What the exercise asks: Copy the passage from the Appie shopping list text exactly, from "In the end, all" to "for their groceries.".

Extracted text:
————————
In the end, all of this comes down to a very simple, but constant question “What shall we eat tonight?” Lifestyle preferences are the most influential factors when answering this question.  Albert Heijn structures their product assortment using these key principles that strongly relate to these lifestyle preferences: the best buy, enjoyment and health. These principles are instrumental in defining the way Appie helps customers shop for their groceries.

Leaving pen and paper behind

Appie is primarily designed for the reinvention of list making. Customers can add anything to their list without changing their personal styles. It doesn’t matter whether product descriptions are vague or specific, whether it describes a specific type of tomato, toilet paper or tennis racket, or whether Albert Heijn sells the product or not. Appie never forces customers to do anything, but always tries to offer information where it might be relevant.

Creating a user interface that transforms an analog ritual into a more effective digital platform is an interesting design challenge, The list component has to account for the various ways users reference items (i.e. bananas vs. Chiquita bananas) or how they convey the quantity (i.e. two bananas vs. two bunches of bananas). It was also important to add functionality to the list that helps customers add items to their list quicker (i.e. autosuggest), and personalize the lists by suggesting items based on past purchases, related ingredients for meals, or items that are on sale. Suggestions are tailored to customer needs by using a basic version of personal ranking. For instance, related products that customers bought before and related products that are on sale appear higher in the suggestions lists then other products. Albert Heijn intends to further develop ranking by adding more parameters to the equation in order to generate even better matching suggestions (e.g. ‘items put on the list’, lifestyle preferences like ‘organic’ etc.).
————————
Data supplied:
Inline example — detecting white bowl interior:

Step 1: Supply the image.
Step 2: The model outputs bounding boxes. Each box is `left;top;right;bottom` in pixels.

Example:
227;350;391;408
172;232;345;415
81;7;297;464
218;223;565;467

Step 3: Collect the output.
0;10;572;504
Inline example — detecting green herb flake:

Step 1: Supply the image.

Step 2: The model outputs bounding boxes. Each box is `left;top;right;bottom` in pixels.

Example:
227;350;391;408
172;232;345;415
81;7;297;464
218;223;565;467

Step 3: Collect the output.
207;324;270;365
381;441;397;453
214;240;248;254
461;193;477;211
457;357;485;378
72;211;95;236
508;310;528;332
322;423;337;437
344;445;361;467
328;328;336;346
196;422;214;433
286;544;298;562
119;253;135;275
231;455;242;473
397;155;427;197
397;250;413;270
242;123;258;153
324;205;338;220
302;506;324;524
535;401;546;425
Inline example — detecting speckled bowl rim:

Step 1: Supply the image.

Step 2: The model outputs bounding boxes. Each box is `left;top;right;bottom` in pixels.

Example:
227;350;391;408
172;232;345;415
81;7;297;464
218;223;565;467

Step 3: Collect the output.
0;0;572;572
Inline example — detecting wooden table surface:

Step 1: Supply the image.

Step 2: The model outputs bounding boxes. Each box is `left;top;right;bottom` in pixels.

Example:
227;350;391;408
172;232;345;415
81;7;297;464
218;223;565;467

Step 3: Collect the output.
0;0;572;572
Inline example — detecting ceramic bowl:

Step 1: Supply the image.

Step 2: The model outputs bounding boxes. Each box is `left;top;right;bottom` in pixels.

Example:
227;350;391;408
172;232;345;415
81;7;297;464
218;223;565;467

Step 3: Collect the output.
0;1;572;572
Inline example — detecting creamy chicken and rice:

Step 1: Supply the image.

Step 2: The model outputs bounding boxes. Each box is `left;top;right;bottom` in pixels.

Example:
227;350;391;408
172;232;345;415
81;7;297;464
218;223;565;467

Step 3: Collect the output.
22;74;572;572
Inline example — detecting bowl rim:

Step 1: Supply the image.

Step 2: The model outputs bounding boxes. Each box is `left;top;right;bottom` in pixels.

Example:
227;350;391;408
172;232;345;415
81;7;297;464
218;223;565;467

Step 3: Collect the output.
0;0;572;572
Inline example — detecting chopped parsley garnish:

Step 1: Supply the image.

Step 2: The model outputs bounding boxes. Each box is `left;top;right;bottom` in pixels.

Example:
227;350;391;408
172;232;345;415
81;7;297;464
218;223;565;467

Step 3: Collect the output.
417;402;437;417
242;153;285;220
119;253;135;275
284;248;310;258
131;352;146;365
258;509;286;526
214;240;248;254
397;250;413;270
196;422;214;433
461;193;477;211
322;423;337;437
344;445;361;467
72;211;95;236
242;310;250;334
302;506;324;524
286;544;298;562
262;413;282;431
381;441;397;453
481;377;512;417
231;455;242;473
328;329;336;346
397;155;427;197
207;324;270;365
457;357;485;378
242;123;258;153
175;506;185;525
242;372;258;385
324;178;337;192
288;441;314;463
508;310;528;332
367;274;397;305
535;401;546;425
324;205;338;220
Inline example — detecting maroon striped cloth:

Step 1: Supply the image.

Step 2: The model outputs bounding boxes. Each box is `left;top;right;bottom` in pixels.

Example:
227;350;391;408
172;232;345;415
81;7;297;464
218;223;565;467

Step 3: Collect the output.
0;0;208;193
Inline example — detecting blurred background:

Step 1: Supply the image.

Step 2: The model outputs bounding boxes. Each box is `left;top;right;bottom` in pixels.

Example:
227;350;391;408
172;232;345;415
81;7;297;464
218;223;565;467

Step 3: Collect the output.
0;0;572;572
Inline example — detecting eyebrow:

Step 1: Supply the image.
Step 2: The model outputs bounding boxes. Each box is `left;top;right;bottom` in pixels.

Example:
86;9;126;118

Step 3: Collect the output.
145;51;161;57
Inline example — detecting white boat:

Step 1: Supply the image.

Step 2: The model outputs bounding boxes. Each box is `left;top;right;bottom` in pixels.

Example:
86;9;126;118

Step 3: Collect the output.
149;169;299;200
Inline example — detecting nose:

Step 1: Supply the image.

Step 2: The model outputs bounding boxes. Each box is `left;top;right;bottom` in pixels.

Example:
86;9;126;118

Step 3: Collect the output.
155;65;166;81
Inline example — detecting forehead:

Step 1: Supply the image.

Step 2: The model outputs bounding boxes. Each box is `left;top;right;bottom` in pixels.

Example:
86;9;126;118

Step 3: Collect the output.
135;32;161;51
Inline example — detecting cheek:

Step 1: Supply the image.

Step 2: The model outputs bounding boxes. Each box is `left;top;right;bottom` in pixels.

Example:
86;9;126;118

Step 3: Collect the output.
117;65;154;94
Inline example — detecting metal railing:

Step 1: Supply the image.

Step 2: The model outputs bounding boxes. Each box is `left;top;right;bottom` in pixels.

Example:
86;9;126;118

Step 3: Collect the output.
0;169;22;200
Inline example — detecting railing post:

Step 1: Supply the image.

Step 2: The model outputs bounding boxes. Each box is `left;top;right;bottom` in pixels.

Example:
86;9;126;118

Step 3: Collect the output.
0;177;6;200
————————
Problem solution:
In the end, all of this comes down to a very simple, but constant question “What shall we eat tonight?” Lifestyle preferences are the most influential factors when answering this question.  Albert Heijn structures their product assortment using these key principles that strongly relate to these lifestyle preferences: the best buy, enjoyment and health. These principles are instrumental in defining the way Appie helps customers shop for their groceries.